WRITTEN INSTRUCTION
Copy out each line of the data below that contains the string "Segment". Match upper and lower case.
:: MATERIAL SUPPLIED
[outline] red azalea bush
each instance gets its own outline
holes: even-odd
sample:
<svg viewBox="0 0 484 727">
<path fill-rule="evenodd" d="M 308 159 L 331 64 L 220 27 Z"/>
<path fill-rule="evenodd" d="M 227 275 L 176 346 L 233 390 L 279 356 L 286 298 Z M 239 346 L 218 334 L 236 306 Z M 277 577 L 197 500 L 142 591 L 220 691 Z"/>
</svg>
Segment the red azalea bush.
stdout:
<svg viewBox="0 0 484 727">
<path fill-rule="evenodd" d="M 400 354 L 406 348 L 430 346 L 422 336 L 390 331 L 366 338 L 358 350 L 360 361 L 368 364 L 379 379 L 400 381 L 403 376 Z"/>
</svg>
::::
:: MATERIAL SUPPLIED
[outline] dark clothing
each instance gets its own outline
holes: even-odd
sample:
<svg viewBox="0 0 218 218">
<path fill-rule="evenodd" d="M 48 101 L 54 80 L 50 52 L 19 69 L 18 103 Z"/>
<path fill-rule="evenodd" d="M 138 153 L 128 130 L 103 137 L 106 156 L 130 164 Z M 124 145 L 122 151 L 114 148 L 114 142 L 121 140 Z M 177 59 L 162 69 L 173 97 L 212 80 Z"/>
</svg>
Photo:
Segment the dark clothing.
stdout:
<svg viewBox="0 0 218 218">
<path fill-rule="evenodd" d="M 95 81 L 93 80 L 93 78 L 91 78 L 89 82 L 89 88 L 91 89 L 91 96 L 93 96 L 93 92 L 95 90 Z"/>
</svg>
::::
EXERCISE SOLUTION
Segment the red azalea bush.
Segment the dark clothing.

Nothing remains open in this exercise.